◆ Instructions to follow
Could you transcribe all of the data word for word?

◆ Input for this task
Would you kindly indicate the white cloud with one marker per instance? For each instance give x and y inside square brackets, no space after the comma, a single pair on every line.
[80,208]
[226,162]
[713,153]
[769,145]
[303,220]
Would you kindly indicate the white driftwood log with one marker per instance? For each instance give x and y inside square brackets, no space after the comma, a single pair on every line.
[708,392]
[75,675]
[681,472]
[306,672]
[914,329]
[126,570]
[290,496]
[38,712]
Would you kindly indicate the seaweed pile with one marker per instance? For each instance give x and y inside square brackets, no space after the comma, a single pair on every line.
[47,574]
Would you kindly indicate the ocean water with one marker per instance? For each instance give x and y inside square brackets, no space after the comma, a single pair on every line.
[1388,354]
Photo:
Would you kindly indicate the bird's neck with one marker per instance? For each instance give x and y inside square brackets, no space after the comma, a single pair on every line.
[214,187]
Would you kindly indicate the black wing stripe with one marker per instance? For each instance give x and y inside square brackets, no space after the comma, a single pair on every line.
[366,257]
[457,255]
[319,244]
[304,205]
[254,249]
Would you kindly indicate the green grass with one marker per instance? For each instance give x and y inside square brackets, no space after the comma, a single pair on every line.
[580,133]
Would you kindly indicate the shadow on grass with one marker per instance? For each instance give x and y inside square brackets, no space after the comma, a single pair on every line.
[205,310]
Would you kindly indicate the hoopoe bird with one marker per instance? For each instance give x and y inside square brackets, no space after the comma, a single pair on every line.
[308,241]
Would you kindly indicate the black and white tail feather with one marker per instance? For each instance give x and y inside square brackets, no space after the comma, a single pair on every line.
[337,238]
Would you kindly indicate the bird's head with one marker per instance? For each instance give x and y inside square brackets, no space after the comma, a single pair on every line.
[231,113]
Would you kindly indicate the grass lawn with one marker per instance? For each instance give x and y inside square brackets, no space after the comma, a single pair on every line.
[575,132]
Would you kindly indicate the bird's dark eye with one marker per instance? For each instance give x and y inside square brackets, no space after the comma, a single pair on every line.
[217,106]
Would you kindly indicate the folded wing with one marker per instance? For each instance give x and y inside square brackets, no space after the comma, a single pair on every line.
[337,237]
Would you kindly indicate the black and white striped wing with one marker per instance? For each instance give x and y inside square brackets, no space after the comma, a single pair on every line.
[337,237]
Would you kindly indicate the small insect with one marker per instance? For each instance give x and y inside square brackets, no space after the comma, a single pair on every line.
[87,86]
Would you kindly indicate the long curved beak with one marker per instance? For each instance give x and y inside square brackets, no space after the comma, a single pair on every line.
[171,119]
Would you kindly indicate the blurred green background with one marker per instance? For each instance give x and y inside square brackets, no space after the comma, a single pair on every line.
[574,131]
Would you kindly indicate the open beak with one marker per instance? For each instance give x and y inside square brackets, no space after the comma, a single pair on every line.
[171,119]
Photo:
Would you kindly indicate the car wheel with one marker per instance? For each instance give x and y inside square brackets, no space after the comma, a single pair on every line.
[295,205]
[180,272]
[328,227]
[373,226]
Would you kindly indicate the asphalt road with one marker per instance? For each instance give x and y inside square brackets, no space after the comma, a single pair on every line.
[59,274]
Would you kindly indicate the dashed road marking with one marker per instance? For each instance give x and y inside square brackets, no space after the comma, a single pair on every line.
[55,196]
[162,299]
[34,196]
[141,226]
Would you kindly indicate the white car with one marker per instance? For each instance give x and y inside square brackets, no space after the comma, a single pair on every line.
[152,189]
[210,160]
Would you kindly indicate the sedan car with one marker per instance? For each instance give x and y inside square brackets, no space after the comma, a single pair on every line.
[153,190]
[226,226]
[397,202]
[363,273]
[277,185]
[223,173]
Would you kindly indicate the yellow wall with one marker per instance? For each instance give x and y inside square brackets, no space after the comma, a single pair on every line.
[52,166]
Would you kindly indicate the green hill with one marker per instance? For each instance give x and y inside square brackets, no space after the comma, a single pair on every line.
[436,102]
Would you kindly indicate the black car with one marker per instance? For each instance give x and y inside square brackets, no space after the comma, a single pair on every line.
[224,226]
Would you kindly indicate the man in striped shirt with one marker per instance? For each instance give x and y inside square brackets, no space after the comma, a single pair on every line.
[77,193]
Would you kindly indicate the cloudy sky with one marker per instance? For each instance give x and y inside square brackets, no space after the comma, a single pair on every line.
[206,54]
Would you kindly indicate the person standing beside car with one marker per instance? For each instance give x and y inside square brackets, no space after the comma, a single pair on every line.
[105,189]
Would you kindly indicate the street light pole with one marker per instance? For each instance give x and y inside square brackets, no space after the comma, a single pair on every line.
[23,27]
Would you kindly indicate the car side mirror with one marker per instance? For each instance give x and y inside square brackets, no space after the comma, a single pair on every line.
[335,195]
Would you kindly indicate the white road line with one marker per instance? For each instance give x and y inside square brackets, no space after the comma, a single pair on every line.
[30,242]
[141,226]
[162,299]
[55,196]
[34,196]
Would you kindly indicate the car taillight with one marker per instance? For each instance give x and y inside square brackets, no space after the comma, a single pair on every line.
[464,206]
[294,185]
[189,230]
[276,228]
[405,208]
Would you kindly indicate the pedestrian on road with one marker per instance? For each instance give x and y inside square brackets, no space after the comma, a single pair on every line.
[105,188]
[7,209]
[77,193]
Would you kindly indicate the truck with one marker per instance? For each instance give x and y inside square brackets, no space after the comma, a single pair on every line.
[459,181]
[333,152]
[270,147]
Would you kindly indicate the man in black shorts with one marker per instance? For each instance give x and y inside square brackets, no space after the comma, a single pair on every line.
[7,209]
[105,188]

◆ Task answer
Would you kindly indicate the white cloud with one marker per instance? For each instance give x and y inside square brackets, no space after the comma, a single pair on every line.
[80,208]
[226,162]
[713,153]
[769,145]
[303,220]
Would you kindly indicate the white driftwood log with one marker per instance? For each instance give x and y inside square brackets, no space after the comma, a single pair on every line.
[708,392]
[75,675]
[681,472]
[306,672]
[914,329]
[126,570]
[290,496]
[38,712]
Would you kindly indicate the seaweed pile with one marker per instance? For each instance give x and y inside square brackets, no space after the comma, a single pair on every line.
[47,574]
Would you kindly indicate the ocean water with one marker per instance? For each instance give x and y inside square brackets, no space after the comma, a single pair on every line.
[1388,354]
Photo:
Would you kindly indicate the bird's neck with one marker per instance? For each instance give x and y inside square brackets, no space after the comma, a single pair on every line.
[214,187]
Would you kindly indicate the black wing stripe with one marker per instance? For each instance give x and y inside square brackets, no space after the comma, a single pair on every line.
[366,257]
[457,255]
[319,244]
[304,205]
[254,249]
Would you kindly indicate the green grass with one marker per instance? For each instance give x and y inside square brackets, no space after the comma, a single pair on every line.
[580,133]
Would you kindly indicate the shadow on grass with one marker per instance? For each instance give x and y inside square brackets, no space after the comma, a single pair on every line.
[205,310]
Would you kindly indicate the hoopoe bird with one marker per instance? For each instance give x and y inside square brackets, no space after the comma, a single pair on every line.
[308,241]
Would you kindly indicate the black and white tail feather with one marker per instance? For each instance give x and y inside square brackets, no space after the comma, a single pair on every line.
[337,238]
Would you kindly indicate the bird's head with one marker per instance? For each instance give x and y inside square brackets, no space after the comma, a single pair on every line.
[231,113]
Would you kindly indicate the grass lawn with one marker per instance? For each instance give x and y inside square brackets, no space after the comma, a single pair on every line.
[575,132]
Would you kindly indicate the bird's dark eye with one marker per instance? For each instance give x and y inside square brackets, no space after the comma, a single pair on every line.
[217,106]
Would you kindly indicate the folded wing with one marker per instance? For each instance give x and y inside square brackets, no space after the comma, a single pair on every line.
[337,237]
Would you kindly indicate the black and white striped wing with one marker per instance? For each instance give x and y inside square brackets, no space after the comma, a single pair on every line.
[337,237]
Would you kindly indicate the small insect with one marker per instance? For each instance give x and y inside square brackets, no space after the comma, a single pair on every line.
[87,86]
Would you kindly indicate the long curved beak with one marker per instance? For each instance give x and y inside square brackets, no space after the comma, a single pair on every line.
[171,119]
Would you kindly indicate the blurred green background with one marker per instance? For each instance give x and y inside square brackets, no space after the comma, a single pair on every line.
[574,131]
Would you kindly indicate the open beak with one marker per instance? For each instance give x and y inside square brackets, no space after the comma, a single pair on every line.
[171,119]
Photo:
Would you kindly indicate the car wheel with one marker per instance? For each instance give x and y inside square brackets, no space after the comma, a single pair on every line.
[295,205]
[180,272]
[328,227]
[373,226]
Would you kindly indicate the asphalt road with one marker per instance? For each instance give x and y inside square brackets, no space after the comma, a single pair on every line.
[59,274]
Would you kindly indicate the dashed road marking with one marker per instance? For each instance give x and y inside square brackets, no space after the comma, a single pair on every line.
[55,196]
[162,299]
[34,196]
[141,226]
Would you kindly indicate the white car with one marker per instance? For each instance give x and y inside square brackets, no space after the comma, a single pair on every line.
[152,189]
[210,160]
Would you kindly indicate the sedan car with one marker per instance? For each instance give x and y inside square brackets, no space after the comma, a single pair on every line.
[153,190]
[226,226]
[397,202]
[363,273]
[277,185]
[223,173]
Would you kindly indicate the yellow wall with one marker per instance? For each instance give x and y inside square brackets, no space after the comma, a single pair on every line.
[52,166]
Would you kindly indicate the green hill with one marker per instance? For each instance give x and y inside square brackets, no space after the comma, a single pair on every line.
[436,102]
Would you kindly indicate the black car with one marker per instance? For each instance give x and y inside square brackets, no space after the comma, a single pair on every line.
[224,226]
Would you kindly indicate the man in striped shirt with one marker per instance? For each instance give x and y inside square brackets, no space after the comma, a single pair on every line.
[77,193]
Would you kindly indicate the cloudy sky with one marker per instance? For each instance give x and y inside square brackets, no space after the comma, a single pair on every line.
[206,54]
Would you kindly indicate the person standing beside car with one marker per instance? For each instance give x and y inside square brackets, no space after the comma, a single pair on every line.
[105,189]
Would you kindly indicate the street light pole with one marker per instance? For each instance give x and y inside square brackets, no space after the comma, a single pair on every line.
[23,27]
Would you kindly indicate the car side mirror with one marker per instance? For each instance give x and y inside square brackets, no space after the comma, a single pair on every line.
[335,195]
Would you kindly indicate the white road line with one marker per instance? For each instance give x and y inside square brackets, no space after the comma, a single pair on every line.
[30,242]
[141,226]
[162,299]
[55,196]
[34,196]
Would you kindly indicate the car taillight with one marker per instance? For each instance give x and y inside square brackets, no space after the comma, a single pair on every line.
[464,206]
[294,185]
[189,230]
[276,228]
[405,208]
Would you kindly indicate the pedestrian on road with one marker per instance? For each instance give x and y inside square brackets, no space after the comma, a single pair on every line.
[105,188]
[7,209]
[77,193]
Would you kindly indicate the truck with one marker per instance? For each instance give x and y inside square brackets, no space after the comma, a single pair on every line.
[459,181]
[333,152]
[270,147]
Would you kindly indicate the man in black shorts with one marker per instance? For each instance give x and y inside square brackets, no space after the comma, a single pair on every line.
[7,209]
[105,188]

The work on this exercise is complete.